* [TEXT]:
#####

To make war on another state today on any grounds but immediate territorial self-defence or resistance to unprovoked aggression cannot be legitimate. It is a war crime in itself. To attack civilian populations on a vast scale, destroy whole cities, and deliberately kill women and children in huge numbers destroys the legitimacy of any invading state. Few, if any, states are qualified to judge the domestic legitimacy of another regime. But international aggression is far easier to judge.

The Russian Republic under its present leadership has voided any claim it may have held to be a site of civilization. In choosing barbarity, it’s made itself the enemy of the future of humankind. A state run by criminals should be answerable to the peoples of every other state for the crimes they continue blatantly to commit. The case for any political regime is fragile, poor, partial and always very far from transparent. The case against barbarity is immediate, peremptory and conclusive. It vaporizes any claim to act by right and with due entitlement.

Recognizing an unequal past

Nevertheless, most states are ascertainably the result of historical military conquest, every bit as much so on the continent of Europe itself as anywhere else. And those conquests were virtually never the outcome of anything plausibly conceived of as a just war but, virtually, always the product of armed assault, or other strategies of appropriation. Even for those few countries outside Europe lucky or clever enough to have escaped conquest or devastating molestation from the European continent, it is merely ludicrous to see that history as a basis of right in any way superior to their own. And for the very considerable number of countries that were at one point or another, deliberately subjugated or massively disrupted through the exercise of European military and naval power, it is actively and intensively offensive.

So the question of where the legitimacy of the state does come from, when and where, and if it comes at all, is harder and more perturbing, and the need to pose that question now, as we survey the shaky edifice of human interaction across the globe, open our eyes and ears to the scale and ferocity of the challenges that face our species, is more urgent than it’s ever been before in our collective history. There’s no chance whatsoever of their proving to be a simple and compelling formula, which will answer that question for us, and do so right across the living membership of our species, if only it were conveyed to them lucidly and accurately enough.

#####

* [MATERIAL SHOWN]:
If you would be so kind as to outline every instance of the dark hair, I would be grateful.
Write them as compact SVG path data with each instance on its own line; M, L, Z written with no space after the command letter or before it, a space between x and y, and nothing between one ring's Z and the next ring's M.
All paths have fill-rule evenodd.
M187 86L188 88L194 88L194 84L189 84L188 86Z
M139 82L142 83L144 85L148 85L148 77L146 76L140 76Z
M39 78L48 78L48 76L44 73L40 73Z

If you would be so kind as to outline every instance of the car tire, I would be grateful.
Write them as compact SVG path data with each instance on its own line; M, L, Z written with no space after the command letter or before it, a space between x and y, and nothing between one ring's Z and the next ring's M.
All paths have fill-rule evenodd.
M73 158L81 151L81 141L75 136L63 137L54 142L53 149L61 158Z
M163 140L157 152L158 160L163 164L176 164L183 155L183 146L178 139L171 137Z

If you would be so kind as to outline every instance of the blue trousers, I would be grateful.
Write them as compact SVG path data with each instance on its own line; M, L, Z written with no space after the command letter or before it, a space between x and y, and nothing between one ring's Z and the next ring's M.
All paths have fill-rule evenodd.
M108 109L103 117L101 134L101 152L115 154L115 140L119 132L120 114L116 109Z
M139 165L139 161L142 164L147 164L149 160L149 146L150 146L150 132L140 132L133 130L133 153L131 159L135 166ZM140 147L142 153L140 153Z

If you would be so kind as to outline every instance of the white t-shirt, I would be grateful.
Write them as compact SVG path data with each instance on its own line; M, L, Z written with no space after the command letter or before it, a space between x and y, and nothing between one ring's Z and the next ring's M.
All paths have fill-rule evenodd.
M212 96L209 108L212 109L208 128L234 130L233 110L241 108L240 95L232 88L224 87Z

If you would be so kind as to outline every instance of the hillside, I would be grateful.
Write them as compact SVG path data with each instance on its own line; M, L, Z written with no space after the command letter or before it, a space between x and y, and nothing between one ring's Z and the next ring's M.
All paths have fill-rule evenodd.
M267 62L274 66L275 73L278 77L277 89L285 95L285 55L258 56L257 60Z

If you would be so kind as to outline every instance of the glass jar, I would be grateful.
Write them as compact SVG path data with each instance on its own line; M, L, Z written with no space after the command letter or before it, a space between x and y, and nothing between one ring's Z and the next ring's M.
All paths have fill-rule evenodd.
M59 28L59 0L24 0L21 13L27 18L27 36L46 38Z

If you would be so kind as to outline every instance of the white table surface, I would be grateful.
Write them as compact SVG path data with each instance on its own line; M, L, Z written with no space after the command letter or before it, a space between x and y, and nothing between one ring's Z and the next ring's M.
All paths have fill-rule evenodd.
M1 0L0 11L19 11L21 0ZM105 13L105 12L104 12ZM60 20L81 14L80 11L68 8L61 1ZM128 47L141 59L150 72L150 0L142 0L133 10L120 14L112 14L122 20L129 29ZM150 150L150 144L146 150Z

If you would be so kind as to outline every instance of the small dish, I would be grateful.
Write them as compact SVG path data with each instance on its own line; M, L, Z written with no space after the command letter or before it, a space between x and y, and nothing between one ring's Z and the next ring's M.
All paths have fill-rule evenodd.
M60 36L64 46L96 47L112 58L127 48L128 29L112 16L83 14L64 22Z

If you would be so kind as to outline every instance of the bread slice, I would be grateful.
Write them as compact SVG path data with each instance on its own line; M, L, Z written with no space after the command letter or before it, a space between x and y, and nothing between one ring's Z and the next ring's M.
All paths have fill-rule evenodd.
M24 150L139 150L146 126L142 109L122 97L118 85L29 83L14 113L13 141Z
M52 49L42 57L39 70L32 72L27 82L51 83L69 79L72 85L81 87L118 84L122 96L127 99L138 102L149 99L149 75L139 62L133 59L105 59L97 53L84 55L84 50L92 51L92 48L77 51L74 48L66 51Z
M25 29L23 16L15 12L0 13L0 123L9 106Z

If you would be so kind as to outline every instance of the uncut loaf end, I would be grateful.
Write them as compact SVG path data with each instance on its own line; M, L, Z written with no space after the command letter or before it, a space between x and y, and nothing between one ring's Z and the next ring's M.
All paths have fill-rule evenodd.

#####

* [PROBLEMS AND TASKS]:
[a] In the text on state legitimacy, what does the case against barbarity vaporize?
[b] Please rewrite the part of the text on state legitimacy starting at "So the question" and ending at "and accurately enough.", putting "authority" in place of "legitimacy".

* [RESPONSE LIST]:
[a] It vaporizes any claim to act by right and with due entitlement.

[b]
So the question of where the authority of the state does come from, when and where, and if it comes at all, is harder and more perturbing, and the need to pose that question now, as we survey the shaky edifice of human interaction across the globe, open our eyes and ears to the scale and ferocity of the challenges that face our species, is more urgent than it’s ever been before in our collective history. There’s no chance whatsoever of their proving to be a simple and compelling formula, which will answer that question for us, and do so right across the living membership of our species, if only it were conveyed to them lucidly and accurately enough.